--- Page extract ---
┏━━
Taiwan investigates local TV network after broadcasting false reports of Chinese invasion


Taipei, Taiwan
CNN

The Taiwanese government is investigating a local TV news station after it broadcast alarming false reports of a Chinese invasion against the self-ruled island.

During a Wednesday morning newscast on the government-affiliated Chinese Television System (CTS), part of the public Taiwan Broadcasting System, the network showed several fictional news stickers about China firing missiles at the capital, Taipei.

“New Taipei City has been hit by communist army missiles; The port of Taipei has exploded, facilities and ships have been damaged,” reads one of the tickers. “It is suspected that enemy agents committed arson and placed explosives at Banqiao train station.”

Another ticker said: “The Chinese communists have stepped up their preparations for war and the president of (Taiwan) has issued an emergency order.”

The erroneous reports come as Taipei raises concerns about China’s possible military actions against the island following the unprovoked Russian invasion of Ukraine. Communist-ruled China says Taiwan — a democratic island of 23 million people — is an inalienable part of its territory, despite never having ruled it.

Communist authorities in Beijing have refused to rule out the use of force to control Taiwan and have put military pressure on the island by flying fighter jets into the air defense identification zone and organizing naval exercises around it.
┗━━
--- Task brief ---
Name the network that, according to the article on Taiwan's investigation, aired the false reports of a Chinese invasion.

--- Data for analysis ---
┏━━
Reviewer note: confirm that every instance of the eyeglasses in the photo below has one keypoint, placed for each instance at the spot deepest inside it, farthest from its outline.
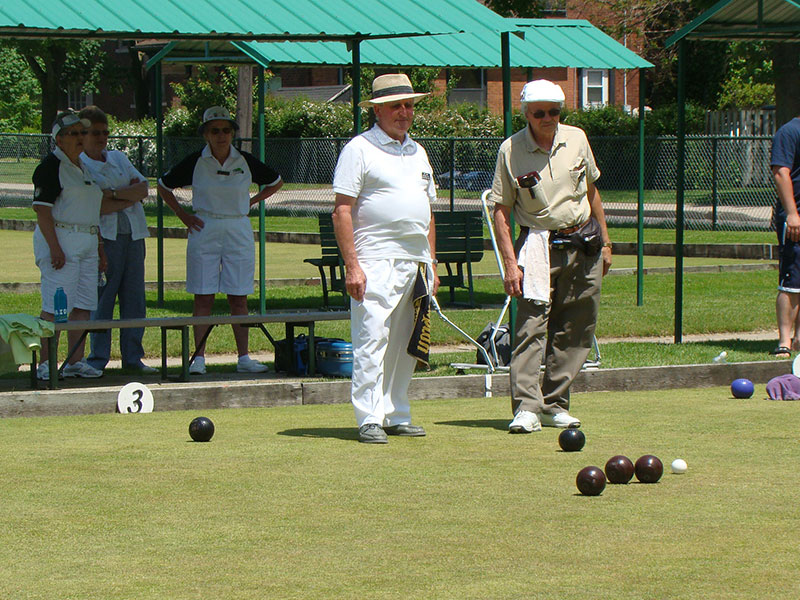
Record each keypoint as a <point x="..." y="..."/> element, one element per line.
<point x="539" y="114"/>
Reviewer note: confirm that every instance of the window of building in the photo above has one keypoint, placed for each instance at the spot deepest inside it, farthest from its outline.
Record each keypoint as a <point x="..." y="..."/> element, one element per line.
<point x="594" y="87"/>
<point x="470" y="86"/>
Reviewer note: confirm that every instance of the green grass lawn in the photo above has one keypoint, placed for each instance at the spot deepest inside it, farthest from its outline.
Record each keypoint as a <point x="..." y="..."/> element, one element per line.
<point x="284" y="503"/>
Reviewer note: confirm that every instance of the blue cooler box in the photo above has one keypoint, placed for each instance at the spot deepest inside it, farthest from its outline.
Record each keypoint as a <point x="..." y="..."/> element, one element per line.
<point x="334" y="358"/>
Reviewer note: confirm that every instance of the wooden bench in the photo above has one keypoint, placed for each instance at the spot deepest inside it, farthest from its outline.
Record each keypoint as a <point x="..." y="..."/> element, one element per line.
<point x="291" y="320"/>
<point x="459" y="243"/>
<point x="331" y="260"/>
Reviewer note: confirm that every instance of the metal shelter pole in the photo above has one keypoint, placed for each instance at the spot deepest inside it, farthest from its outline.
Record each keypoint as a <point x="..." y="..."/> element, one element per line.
<point x="262" y="226"/>
<point x="356" y="50"/>
<point x="159" y="169"/>
<point x="507" y="126"/>
<point x="640" y="202"/>
<point x="679" y="200"/>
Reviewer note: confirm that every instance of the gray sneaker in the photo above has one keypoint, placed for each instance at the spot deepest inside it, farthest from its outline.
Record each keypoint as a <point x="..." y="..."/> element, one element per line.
<point x="524" y="422"/>
<point x="372" y="433"/>
<point x="82" y="369"/>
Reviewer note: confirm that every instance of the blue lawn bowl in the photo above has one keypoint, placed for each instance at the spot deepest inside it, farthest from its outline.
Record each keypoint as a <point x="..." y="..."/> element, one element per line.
<point x="742" y="388"/>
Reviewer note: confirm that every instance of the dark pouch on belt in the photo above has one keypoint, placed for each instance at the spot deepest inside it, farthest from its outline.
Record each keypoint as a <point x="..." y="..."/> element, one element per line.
<point x="587" y="239"/>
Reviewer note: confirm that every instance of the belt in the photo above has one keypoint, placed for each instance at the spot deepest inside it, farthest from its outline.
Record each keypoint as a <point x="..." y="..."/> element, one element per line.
<point x="93" y="229"/>
<point x="573" y="229"/>
<point x="217" y="216"/>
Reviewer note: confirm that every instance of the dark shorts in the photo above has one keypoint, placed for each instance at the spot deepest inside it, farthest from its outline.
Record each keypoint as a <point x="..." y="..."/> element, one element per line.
<point x="789" y="260"/>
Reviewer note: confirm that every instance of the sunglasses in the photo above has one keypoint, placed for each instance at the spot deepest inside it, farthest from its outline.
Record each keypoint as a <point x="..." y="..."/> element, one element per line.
<point x="539" y="114"/>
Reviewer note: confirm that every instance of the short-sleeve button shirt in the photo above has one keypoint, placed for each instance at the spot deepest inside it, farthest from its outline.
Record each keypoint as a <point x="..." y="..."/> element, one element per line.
<point x="220" y="189"/>
<point x="67" y="189"/>
<point x="565" y="171"/>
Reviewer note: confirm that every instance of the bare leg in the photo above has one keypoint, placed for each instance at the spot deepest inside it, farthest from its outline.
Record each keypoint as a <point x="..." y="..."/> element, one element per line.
<point x="77" y="314"/>
<point x="202" y="308"/>
<point x="241" y="334"/>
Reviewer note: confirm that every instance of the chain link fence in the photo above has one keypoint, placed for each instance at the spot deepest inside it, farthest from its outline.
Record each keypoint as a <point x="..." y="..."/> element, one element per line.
<point x="728" y="181"/>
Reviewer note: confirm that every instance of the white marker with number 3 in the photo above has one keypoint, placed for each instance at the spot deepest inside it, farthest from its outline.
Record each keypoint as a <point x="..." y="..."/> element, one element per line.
<point x="135" y="398"/>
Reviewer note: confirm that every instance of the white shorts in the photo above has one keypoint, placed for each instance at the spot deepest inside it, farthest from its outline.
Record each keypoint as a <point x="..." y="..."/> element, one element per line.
<point x="78" y="276"/>
<point x="221" y="258"/>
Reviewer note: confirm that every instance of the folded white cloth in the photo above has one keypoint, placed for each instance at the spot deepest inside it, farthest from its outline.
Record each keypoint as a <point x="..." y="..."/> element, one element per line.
<point x="534" y="259"/>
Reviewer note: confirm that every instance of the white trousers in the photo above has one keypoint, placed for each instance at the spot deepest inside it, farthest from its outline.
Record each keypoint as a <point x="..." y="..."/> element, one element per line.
<point x="380" y="327"/>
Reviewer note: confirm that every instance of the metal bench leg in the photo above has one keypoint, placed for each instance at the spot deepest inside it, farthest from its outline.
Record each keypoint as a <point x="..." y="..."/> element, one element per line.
<point x="163" y="354"/>
<point x="52" y="346"/>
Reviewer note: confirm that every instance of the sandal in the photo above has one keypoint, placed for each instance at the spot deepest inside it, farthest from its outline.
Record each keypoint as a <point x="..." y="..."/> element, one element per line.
<point x="782" y="351"/>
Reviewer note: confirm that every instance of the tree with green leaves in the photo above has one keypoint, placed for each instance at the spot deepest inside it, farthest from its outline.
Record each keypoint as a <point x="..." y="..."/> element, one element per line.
<point x="57" y="65"/>
<point x="19" y="103"/>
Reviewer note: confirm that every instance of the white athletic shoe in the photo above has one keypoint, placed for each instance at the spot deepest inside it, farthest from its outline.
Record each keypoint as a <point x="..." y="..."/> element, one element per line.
<point x="43" y="371"/>
<point x="562" y="420"/>
<point x="524" y="422"/>
<point x="248" y="365"/>
<point x="82" y="369"/>
<point x="198" y="366"/>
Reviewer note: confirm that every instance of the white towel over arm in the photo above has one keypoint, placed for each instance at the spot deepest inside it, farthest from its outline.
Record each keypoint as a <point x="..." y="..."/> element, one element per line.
<point x="534" y="259"/>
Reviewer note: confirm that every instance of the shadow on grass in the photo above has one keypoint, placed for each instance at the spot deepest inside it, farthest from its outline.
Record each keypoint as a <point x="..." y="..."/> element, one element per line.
<point x="499" y="424"/>
<point x="339" y="433"/>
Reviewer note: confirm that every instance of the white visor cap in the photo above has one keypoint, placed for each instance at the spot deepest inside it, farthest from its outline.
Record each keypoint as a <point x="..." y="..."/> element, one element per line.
<point x="541" y="90"/>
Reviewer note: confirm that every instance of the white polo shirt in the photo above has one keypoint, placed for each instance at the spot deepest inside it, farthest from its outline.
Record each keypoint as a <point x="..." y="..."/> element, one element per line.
<point x="117" y="172"/>
<point x="67" y="189"/>
<point x="394" y="188"/>
<point x="220" y="189"/>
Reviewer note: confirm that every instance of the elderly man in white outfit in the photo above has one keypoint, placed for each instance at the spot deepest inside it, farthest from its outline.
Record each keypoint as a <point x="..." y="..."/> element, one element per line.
<point x="384" y="226"/>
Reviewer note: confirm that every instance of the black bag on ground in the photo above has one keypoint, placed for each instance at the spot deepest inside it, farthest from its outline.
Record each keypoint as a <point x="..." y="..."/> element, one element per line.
<point x="502" y="342"/>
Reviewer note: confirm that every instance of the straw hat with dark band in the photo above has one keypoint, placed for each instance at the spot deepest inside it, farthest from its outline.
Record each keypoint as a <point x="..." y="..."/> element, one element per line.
<point x="391" y="88"/>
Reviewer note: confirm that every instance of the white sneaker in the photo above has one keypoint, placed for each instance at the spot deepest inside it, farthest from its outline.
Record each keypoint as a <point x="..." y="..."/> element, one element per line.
<point x="43" y="371"/>
<point x="198" y="366"/>
<point x="82" y="369"/>
<point x="248" y="365"/>
<point x="562" y="420"/>
<point x="524" y="422"/>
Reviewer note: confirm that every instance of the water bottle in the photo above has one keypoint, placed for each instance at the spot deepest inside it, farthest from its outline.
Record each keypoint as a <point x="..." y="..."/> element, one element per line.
<point x="60" y="304"/>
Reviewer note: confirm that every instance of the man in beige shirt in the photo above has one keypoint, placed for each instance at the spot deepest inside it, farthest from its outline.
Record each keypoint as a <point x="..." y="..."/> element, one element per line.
<point x="546" y="174"/>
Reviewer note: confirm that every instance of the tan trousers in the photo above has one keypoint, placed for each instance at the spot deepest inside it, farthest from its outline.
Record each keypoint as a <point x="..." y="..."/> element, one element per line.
<point x="559" y="335"/>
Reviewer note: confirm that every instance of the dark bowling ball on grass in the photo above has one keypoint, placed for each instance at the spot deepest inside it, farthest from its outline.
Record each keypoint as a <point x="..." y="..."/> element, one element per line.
<point x="619" y="469"/>
<point x="648" y="469"/>
<point x="590" y="481"/>
<point x="201" y="429"/>
<point x="742" y="388"/>
<point x="571" y="440"/>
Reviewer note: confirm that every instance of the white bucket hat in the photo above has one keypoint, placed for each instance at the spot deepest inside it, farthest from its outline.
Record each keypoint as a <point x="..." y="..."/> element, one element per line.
<point x="541" y="90"/>
<point x="391" y="88"/>
<point x="68" y="118"/>
<point x="217" y="113"/>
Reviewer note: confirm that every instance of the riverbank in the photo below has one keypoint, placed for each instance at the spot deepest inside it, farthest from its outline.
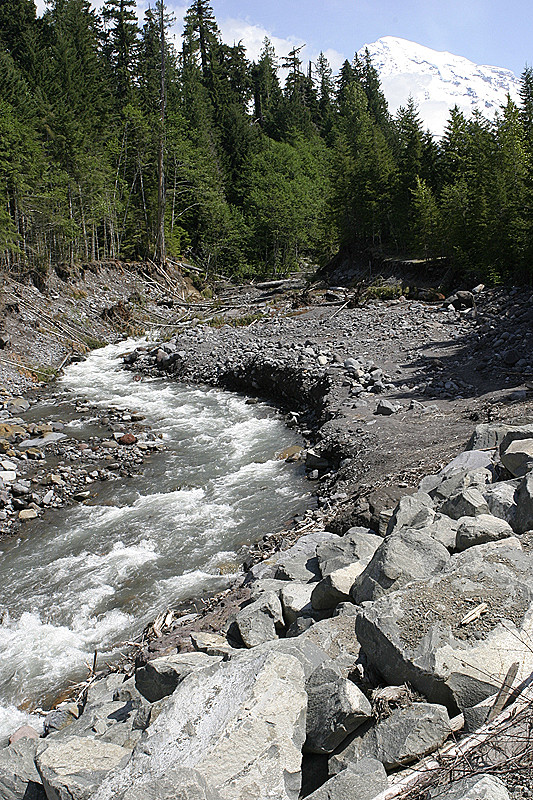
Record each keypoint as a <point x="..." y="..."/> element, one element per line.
<point x="384" y="395"/>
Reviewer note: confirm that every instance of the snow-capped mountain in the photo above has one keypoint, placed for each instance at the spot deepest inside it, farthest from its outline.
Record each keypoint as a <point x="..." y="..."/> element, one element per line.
<point x="437" y="81"/>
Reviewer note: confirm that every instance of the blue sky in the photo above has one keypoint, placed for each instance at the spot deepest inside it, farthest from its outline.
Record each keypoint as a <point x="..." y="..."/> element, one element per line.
<point x="485" y="31"/>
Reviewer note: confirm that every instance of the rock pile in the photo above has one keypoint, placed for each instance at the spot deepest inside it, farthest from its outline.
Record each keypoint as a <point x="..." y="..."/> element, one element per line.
<point x="351" y="659"/>
<point x="47" y="464"/>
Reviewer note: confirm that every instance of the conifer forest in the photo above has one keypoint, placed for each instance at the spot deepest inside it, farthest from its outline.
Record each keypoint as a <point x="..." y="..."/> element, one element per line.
<point x="119" y="142"/>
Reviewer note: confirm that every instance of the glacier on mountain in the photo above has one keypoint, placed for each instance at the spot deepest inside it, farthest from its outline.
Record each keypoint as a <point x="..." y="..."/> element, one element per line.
<point x="437" y="81"/>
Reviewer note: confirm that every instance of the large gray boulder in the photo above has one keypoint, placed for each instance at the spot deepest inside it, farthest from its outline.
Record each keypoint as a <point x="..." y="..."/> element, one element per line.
<point x="501" y="500"/>
<point x="177" y="784"/>
<point x="159" y="678"/>
<point x="406" y="556"/>
<point x="261" y="620"/>
<point x="19" y="779"/>
<point x="443" y="529"/>
<point x="295" y="600"/>
<point x="450" y="485"/>
<point x="364" y="781"/>
<point x="517" y="458"/>
<point x="335" y="708"/>
<point x="241" y="725"/>
<point x="357" y="546"/>
<point x="417" y="634"/>
<point x="469" y="461"/>
<point x="335" y="637"/>
<point x="475" y="787"/>
<point x="407" y="735"/>
<point x="297" y="563"/>
<point x="524" y="502"/>
<point x="335" y="587"/>
<point x="516" y="433"/>
<point x="73" y="767"/>
<point x="480" y="530"/>
<point x="488" y="435"/>
<point x="467" y="502"/>
<point x="413" y="511"/>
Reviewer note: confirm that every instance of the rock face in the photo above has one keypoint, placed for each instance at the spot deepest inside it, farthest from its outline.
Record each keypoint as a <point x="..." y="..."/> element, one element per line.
<point x="72" y="768"/>
<point x="259" y="621"/>
<point x="241" y="727"/>
<point x="476" y="787"/>
<point x="19" y="779"/>
<point x="407" y="735"/>
<point x="403" y="557"/>
<point x="335" y="708"/>
<point x="416" y="634"/>
<point x="160" y="677"/>
<point x="364" y="781"/>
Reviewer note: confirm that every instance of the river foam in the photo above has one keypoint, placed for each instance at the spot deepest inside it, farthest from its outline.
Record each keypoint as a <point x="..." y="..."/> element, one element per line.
<point x="91" y="576"/>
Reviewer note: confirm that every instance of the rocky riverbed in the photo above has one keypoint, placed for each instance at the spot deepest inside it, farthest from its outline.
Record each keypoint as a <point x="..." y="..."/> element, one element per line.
<point x="388" y="621"/>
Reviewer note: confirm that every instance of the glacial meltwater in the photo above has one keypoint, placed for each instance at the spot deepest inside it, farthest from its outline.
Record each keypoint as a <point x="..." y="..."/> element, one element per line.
<point x="90" y="577"/>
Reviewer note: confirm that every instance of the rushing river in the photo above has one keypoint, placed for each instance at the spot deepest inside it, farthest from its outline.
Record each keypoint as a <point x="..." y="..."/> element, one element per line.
<point x="91" y="576"/>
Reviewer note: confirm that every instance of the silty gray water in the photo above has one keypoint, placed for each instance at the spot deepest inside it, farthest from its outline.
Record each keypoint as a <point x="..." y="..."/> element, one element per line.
<point x="91" y="576"/>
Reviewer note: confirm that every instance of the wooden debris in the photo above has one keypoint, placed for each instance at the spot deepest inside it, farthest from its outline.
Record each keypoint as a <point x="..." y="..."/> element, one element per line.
<point x="476" y="613"/>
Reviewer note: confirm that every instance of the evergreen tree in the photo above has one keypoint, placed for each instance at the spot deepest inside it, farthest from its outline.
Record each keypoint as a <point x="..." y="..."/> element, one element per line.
<point x="268" y="97"/>
<point x="121" y="46"/>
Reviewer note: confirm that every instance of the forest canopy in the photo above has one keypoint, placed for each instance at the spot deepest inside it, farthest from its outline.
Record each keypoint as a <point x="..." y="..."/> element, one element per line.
<point x="116" y="142"/>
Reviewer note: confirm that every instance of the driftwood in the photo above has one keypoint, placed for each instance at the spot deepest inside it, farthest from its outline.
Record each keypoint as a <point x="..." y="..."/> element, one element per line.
<point x="453" y="760"/>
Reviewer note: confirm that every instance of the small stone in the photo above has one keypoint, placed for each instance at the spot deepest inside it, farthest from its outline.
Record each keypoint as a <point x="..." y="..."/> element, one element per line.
<point x="385" y="408"/>
<point x="8" y="475"/>
<point x="128" y="439"/>
<point x="518" y="457"/>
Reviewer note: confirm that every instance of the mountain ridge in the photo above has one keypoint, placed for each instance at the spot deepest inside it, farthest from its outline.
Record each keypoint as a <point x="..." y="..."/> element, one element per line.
<point x="438" y="80"/>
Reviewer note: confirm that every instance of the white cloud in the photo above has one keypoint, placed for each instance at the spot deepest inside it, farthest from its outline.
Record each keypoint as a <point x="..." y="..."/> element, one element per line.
<point x="233" y="31"/>
<point x="252" y="37"/>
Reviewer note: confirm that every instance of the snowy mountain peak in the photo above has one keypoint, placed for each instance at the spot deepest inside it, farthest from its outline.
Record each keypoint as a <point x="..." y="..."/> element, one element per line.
<point x="437" y="81"/>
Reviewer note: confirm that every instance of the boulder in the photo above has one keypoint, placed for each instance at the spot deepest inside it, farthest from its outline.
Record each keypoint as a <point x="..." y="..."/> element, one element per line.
<point x="515" y="434"/>
<point x="240" y="725"/>
<point x="74" y="767"/>
<point x="358" y="545"/>
<point x="467" y="502"/>
<point x="407" y="735"/>
<point x="260" y="621"/>
<point x="159" y="678"/>
<point x="335" y="587"/>
<point x="336" y="638"/>
<point x="500" y="498"/>
<point x="443" y="529"/>
<point x="299" y="562"/>
<point x="517" y="458"/>
<point x="413" y="511"/>
<point x="385" y="408"/>
<point x="475" y="787"/>
<point x="19" y="779"/>
<point x="177" y="784"/>
<point x="452" y="484"/>
<point x="468" y="461"/>
<point x="364" y="781"/>
<point x="417" y="634"/>
<point x="295" y="599"/>
<point x="524" y="503"/>
<point x="480" y="530"/>
<point x="335" y="708"/>
<point x="488" y="436"/>
<point x="406" y="556"/>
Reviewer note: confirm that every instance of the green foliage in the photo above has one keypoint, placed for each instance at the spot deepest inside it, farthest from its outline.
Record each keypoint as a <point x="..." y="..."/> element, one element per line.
<point x="263" y="166"/>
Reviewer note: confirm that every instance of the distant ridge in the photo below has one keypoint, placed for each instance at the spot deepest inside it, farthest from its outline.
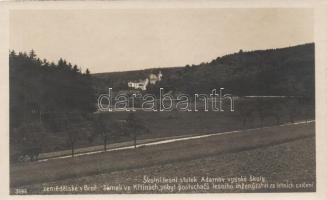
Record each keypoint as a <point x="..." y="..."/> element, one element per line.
<point x="281" y="71"/>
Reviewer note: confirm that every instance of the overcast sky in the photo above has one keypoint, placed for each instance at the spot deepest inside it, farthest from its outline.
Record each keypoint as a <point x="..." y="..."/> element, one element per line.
<point x="120" y="40"/>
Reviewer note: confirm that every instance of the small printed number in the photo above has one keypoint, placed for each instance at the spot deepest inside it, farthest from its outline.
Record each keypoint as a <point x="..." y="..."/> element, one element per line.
<point x="21" y="191"/>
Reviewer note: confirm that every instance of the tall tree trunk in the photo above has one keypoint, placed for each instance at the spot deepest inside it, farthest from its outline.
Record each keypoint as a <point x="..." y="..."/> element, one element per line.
<point x="105" y="143"/>
<point x="73" y="149"/>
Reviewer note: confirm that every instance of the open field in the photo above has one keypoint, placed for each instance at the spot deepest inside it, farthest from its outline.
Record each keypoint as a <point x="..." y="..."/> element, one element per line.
<point x="171" y="153"/>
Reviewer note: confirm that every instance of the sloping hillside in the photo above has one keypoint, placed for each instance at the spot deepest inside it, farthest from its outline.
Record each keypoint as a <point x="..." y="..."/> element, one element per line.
<point x="284" y="71"/>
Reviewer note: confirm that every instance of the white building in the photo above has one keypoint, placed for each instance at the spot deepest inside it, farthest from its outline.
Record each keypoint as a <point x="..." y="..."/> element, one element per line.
<point x="142" y="84"/>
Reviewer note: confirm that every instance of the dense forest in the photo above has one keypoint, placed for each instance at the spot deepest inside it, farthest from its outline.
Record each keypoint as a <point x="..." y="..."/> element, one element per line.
<point x="285" y="71"/>
<point x="39" y="87"/>
<point x="52" y="105"/>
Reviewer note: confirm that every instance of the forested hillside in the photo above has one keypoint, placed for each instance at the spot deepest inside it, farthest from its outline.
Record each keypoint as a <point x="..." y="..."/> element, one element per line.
<point x="38" y="87"/>
<point x="285" y="71"/>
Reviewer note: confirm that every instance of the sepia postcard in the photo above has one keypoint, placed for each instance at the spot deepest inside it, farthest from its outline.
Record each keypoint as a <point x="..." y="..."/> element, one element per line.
<point x="154" y="98"/>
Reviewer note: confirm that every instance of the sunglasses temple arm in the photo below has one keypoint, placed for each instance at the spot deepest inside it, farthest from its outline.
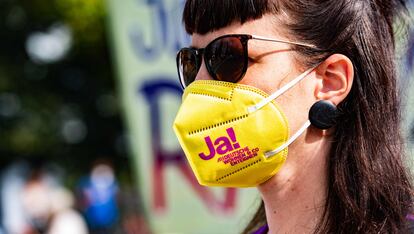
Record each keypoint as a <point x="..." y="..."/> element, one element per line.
<point x="276" y="94"/>
<point x="282" y="41"/>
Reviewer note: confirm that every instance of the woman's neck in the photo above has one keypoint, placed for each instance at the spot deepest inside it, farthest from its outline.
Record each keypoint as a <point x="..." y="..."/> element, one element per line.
┗━━
--- Solution for this task ---
The Chinese Television System (CTS)